[Begin Data for this task]

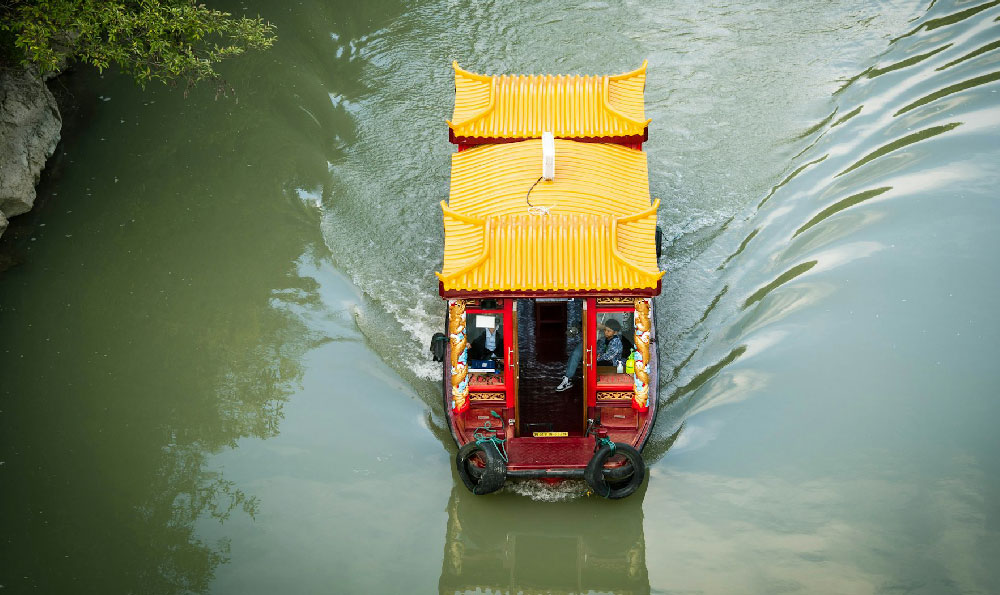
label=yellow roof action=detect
[448,61,649,139]
[438,139,663,293]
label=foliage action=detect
[0,0,275,88]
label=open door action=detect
[583,298,597,419]
[503,300,521,437]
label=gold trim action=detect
[448,300,469,411]
[469,392,507,401]
[597,390,635,401]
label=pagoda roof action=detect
[448,61,650,142]
[437,139,663,297]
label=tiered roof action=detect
[438,139,663,296]
[448,61,649,143]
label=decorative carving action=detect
[448,300,469,413]
[469,372,503,386]
[597,297,632,306]
[632,298,653,411]
[469,392,507,401]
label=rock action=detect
[0,68,62,224]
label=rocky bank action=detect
[0,68,62,240]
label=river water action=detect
[0,0,1000,594]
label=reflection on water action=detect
[438,482,649,594]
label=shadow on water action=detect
[438,482,650,594]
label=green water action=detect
[0,1,1000,594]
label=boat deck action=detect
[507,436,594,471]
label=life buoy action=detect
[583,442,646,500]
[455,440,507,495]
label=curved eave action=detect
[448,61,650,143]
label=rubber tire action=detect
[455,441,507,496]
[583,442,646,500]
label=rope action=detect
[472,411,508,463]
[524,176,555,215]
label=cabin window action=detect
[595,309,635,366]
[465,308,510,400]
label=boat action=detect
[430,62,664,499]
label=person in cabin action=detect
[556,319,624,392]
[469,324,503,360]
[597,318,624,366]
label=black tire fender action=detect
[455,440,507,496]
[583,442,646,500]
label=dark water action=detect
[0,1,1000,594]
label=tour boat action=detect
[431,62,663,498]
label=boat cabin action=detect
[437,63,663,498]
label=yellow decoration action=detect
[438,140,663,292]
[448,61,650,139]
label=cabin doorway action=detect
[517,298,584,436]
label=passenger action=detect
[556,328,583,392]
[597,318,622,366]
[469,325,503,360]
[556,319,622,392]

[End Data for this task]

Format all the records above as a two-column CSV headed input and output, one row per record: its text in the input column and its answer in the output column, each in a single quoted field with line breaks turned into spaces. Leave the pictures out.

input,output
"label=yellow roof action=detect","[448,61,649,139] [438,139,663,293]"
"label=foliage action=detect","[0,0,275,88]"
"label=open door action=detect","[583,298,597,419] [503,300,521,437]"
"label=gold trim action=detect","[448,300,469,411] [469,392,507,401] [597,390,635,401]"
"label=pagoda roof action=detect","[448,61,650,142] [437,139,663,297]"
"label=tiered roof action=detect","[438,139,663,296] [448,61,649,143]"
"label=decorative carving action=detect","[448,300,469,413] [469,372,503,386] [597,297,632,306] [632,298,653,411] [469,392,507,401]"
"label=rock action=detect","[0,68,62,224]"
"label=rocky bank action=detect","[0,68,62,240]"
"label=river water action=detect","[0,0,1000,594]"
"label=reflection on water action=detect","[438,482,649,594]"
"label=shadow on water action=detect","[438,482,650,594]"
"label=green water action=detect","[0,1,1000,594]"
"label=boat deck action=detect","[507,436,594,471]"
"label=life buoy action=detect","[583,442,646,500] [455,440,507,495]"
"label=curved eave action=detect","[448,61,650,143]"
"label=rubber tire action=detect","[455,441,507,496] [583,442,646,500]"
"label=rope action=detect","[472,411,508,463] [524,176,555,215]"
"label=cabin window action=detect","[595,309,635,366] [465,308,510,400]"
"label=boat action=detect","[430,62,664,499]"
"label=person in cabin action=detect","[556,319,624,392] [469,324,503,360] [597,318,624,366]"
"label=black tire fender action=detect","[455,440,507,496] [583,442,646,500]"
"label=dark water action=detect","[0,1,1000,594]"
"label=tour boat action=detect","[431,62,663,498]"
"label=boat cabin action=detect","[437,63,663,498]"
"label=yellow decoration action=detect","[438,140,663,292] [448,61,650,139]"
"label=cabin doorway action=detect","[517,298,584,436]"
"label=passenger action=detect","[556,328,583,392] [597,318,622,366] [469,325,503,360] [556,319,622,392]"